## Given passage
--- --- ---
Archive for December, 2010

MIT Contacts – Cell Tower stats

December 17th, 2010 No comments

I processed the contact logs, rather than just the hop logs, and after ~6 hours it completed! Now all contacts in the whole MIT dataset have associated cell towers. If a cell tower could not be found for the contact duration, then a second search was done for a record of a cell tower finishing  in the previous hour. The timestamps are preserved so that they can be excluded later. The following shows the stats for this data, in regards to cell towers.

Row Count:	114046

Both Have Cells:		28804	 (25%)
Neither have cells:		34587	 (30%)
One side has cells:		50655	 (44%)
	From has cells:		30557	 (27%)
	To has cells:		20098	 (18%)
Nodes share cell:		4045	 (4%)
First start time:		Thu, 01 Jan 2004 04:03:17 +0000
Last end time:			Thu, 05 May 2005 03:39:29 +0100

This means that out of 114046 contacts between 01 Jan 2004 and 05 May 2005, only 4045 nodes report at least one cell in common at time of contact, but 28804 report different cells, and a further 50655 report cells for at least one of the nodes. This means, that if we assume that a one sided cell sighting at time of contact determines a cell sighting for both nodes, then we have cell towers for ~73% of  contacts.

The assumption is that if any of the cell towers seen in the contact period, then the nodes are considered to share a cell. However, this can be further refined if needs be, to be more strict, where a contact period is very long.
--- --- ---
## Data for analysis
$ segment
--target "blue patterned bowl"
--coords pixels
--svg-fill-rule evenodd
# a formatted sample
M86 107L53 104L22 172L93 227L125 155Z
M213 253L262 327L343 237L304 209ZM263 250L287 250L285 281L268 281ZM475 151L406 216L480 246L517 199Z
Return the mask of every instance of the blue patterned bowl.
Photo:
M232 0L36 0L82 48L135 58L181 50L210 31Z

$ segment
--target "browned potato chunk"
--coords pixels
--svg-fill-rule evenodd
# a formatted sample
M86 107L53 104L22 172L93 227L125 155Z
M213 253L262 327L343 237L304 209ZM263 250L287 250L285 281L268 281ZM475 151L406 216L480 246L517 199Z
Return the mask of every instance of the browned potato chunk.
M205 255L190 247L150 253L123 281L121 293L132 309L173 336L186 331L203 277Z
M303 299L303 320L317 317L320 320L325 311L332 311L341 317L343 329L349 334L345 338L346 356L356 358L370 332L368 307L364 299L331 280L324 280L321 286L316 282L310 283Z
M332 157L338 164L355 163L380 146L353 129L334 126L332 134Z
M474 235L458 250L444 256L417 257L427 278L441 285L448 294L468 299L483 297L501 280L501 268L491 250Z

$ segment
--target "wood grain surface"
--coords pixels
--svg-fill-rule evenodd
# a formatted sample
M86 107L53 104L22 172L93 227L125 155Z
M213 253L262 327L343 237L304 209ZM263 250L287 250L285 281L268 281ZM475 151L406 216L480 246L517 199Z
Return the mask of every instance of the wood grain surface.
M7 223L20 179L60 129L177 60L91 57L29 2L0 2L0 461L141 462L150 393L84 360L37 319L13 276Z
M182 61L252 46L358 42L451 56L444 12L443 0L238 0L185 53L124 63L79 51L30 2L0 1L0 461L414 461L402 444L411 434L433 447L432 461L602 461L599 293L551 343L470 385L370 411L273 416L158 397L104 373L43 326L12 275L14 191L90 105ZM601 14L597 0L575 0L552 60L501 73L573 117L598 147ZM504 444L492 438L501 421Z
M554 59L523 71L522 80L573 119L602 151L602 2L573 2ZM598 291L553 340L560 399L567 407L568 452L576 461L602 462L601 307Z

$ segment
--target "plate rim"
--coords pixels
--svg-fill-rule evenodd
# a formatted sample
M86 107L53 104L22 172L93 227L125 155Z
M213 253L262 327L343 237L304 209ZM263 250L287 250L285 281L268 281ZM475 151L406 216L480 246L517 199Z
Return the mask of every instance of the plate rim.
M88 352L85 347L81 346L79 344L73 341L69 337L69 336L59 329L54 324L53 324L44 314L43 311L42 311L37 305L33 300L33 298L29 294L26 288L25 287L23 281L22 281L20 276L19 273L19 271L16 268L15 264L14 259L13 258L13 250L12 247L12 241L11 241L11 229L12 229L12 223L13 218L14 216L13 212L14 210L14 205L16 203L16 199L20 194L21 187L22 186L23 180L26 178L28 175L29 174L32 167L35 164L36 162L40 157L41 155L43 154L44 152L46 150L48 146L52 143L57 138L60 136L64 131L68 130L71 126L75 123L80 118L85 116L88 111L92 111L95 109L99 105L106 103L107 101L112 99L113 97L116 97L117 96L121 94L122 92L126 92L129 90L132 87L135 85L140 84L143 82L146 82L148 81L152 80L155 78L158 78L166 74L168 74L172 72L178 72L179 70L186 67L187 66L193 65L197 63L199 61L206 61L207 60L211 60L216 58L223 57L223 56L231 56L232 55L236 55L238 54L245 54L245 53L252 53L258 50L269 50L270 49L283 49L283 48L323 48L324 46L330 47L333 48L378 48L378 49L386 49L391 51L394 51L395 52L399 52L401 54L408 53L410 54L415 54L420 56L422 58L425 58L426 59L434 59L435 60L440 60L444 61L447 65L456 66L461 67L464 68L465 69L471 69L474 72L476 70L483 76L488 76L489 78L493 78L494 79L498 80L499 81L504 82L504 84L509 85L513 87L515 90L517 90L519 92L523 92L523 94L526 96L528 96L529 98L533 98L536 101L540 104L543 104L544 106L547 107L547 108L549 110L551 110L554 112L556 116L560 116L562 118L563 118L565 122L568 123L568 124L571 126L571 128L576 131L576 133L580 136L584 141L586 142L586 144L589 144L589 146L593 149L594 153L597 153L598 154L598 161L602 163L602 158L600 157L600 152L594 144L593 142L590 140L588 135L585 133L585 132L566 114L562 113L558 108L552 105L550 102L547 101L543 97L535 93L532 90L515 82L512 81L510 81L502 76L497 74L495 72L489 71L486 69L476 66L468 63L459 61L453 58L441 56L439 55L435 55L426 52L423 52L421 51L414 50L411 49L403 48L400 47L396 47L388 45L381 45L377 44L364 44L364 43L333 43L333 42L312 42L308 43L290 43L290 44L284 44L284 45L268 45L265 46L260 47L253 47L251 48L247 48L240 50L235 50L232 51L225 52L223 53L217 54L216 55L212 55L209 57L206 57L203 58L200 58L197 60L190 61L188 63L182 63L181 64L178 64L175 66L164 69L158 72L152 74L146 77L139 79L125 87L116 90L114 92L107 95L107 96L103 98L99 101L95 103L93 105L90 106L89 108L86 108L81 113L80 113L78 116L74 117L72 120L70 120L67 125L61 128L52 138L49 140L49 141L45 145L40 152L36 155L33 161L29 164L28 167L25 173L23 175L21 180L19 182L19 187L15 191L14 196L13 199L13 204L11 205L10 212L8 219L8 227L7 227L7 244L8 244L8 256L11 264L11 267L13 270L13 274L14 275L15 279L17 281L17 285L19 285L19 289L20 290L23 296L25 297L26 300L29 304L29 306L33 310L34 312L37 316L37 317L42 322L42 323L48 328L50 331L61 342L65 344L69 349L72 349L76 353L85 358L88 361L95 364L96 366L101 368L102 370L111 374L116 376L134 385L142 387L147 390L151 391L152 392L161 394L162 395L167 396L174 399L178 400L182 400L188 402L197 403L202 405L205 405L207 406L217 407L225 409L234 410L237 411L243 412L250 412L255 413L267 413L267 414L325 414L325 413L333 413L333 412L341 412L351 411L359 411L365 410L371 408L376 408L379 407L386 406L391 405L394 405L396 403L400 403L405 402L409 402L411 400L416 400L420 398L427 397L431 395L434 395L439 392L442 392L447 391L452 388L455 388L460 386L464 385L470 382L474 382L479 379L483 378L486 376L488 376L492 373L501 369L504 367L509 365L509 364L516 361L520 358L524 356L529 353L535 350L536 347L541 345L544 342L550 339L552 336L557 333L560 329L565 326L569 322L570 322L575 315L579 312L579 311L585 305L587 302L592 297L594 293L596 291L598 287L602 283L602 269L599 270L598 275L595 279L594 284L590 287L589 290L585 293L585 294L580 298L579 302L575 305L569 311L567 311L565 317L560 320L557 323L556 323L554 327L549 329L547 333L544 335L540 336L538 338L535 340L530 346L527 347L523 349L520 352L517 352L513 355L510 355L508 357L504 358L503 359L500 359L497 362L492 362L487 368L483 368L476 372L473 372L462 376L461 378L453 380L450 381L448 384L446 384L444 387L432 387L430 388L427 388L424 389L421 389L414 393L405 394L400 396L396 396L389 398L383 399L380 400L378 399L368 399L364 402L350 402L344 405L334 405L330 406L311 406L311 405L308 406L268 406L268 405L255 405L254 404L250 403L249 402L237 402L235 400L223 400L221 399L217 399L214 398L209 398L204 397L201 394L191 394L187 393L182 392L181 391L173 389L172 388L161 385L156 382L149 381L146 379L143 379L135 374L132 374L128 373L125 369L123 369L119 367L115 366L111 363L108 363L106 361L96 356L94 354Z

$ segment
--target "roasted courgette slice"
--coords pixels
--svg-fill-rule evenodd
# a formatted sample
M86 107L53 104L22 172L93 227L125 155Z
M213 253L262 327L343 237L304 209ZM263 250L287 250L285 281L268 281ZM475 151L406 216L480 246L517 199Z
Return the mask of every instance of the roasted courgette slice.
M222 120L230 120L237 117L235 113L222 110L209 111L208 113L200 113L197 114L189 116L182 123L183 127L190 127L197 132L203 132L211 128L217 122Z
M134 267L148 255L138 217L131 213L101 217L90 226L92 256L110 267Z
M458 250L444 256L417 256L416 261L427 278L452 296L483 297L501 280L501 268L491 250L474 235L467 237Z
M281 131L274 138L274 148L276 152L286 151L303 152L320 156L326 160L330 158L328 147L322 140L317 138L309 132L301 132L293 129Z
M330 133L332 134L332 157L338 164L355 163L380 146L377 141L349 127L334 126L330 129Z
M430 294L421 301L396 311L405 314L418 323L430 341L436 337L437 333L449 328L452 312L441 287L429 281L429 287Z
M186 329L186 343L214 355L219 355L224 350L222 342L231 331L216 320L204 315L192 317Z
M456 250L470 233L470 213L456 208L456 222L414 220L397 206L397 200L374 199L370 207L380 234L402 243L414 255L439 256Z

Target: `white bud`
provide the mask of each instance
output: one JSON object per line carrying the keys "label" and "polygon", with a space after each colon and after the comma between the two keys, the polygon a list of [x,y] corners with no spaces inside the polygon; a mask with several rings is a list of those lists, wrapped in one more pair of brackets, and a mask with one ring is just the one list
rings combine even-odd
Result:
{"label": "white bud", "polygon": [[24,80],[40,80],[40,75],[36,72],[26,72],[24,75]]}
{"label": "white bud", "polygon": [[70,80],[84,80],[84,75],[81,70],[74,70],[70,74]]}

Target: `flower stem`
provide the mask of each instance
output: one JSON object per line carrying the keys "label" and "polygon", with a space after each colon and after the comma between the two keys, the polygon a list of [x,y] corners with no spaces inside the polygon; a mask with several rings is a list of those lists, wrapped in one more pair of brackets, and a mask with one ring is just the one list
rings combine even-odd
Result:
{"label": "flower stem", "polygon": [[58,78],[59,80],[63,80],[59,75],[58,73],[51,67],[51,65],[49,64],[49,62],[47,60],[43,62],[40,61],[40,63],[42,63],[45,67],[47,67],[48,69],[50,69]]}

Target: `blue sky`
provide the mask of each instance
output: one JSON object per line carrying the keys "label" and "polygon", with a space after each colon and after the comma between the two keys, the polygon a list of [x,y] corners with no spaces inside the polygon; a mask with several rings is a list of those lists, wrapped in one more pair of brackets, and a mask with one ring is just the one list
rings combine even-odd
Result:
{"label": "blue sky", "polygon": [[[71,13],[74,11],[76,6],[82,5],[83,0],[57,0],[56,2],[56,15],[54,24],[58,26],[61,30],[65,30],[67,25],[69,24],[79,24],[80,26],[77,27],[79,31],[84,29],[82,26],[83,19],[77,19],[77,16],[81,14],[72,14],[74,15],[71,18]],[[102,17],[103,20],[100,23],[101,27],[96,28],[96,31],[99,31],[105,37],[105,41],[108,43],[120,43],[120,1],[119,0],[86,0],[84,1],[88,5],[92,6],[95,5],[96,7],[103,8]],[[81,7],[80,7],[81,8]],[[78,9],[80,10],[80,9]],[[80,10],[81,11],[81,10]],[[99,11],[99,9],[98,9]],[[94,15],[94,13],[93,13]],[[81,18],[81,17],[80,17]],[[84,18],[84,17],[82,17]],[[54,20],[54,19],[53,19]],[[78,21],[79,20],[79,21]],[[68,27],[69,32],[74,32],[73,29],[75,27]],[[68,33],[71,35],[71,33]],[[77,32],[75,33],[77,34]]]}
--- --- ---
## Work order 1
In the post on cell tower statistics for MIT contacts, what was done when no cell tower could be found for a contact's duration?
## Work order 2
Continue the post on cell tower statistics for MIT contacts from its last sentence.

## Output 1
A second search was done for a record of a cell tower finishing in the previous hour.

## Output 2
Below is a visualisation of the connected cell towers for MIT-Oct 2004, it it very confused and has a huge central mass, but there are clear connections of towers on the periphery. I think this can be further refined to be more strict about cell tower connections (as at the moment, the dataset contains more than 1 cell tower for any given contact period). Also, at the moment it links two cells even when two nodes are on contact for a long period of time, in which they could conceivably be moving together.


Cell towers where an edge is made when either node in a contact event has seen one of the cell towers.


December 16th, 2010 No comments

Met with Pádraig and Davide, we need to get out of the data cleansing phase, and get into some more interesting areas!

I need to generate the linked cell towers graph based on contacts not just message passing. (as this was what should have been done in the first place!), and use the last known cell tower (within a time limit) as the current cell tower, if none has been seen. This will hopefully mean that we will have cell towers reported for all contacts, and with any luck there should be a larger proportion of contact events that report the same tower.

Using the graph, link the main connected towers into the ranking algorithm.

Categories: Uncategorized

Location and Persistence Based Routing (LPBR) thoughts

December 16th, 2010 No comments

I think that once we have some robust way of relying upon what a location is, we can start to be a little bit more sophisticated with the routing protocol. i.e. making real-time decisions about routing based on the current history, rather than the broad ranking.

For example, extending the idea in PBR which uses duration of contact, and including the idea of Prophet and various others, which use the time since the last meeting with a node, we can use these for locations, and contacts;

Node A keeps a record of contacts and locations, and interrogates
            other nodes on encounter.
On encountering another node B, pass the message for C:
     if B spends more time than A, at any location that node C does
     or B has visited the destination nodes most popular location(s)
           more recently than A
     or B has seen the destination node more recently than A
          ?(and it has a regular pattern (periodicity) of seeing the destination
           node which can be predicted, and means that B will see C
           sooner than A)?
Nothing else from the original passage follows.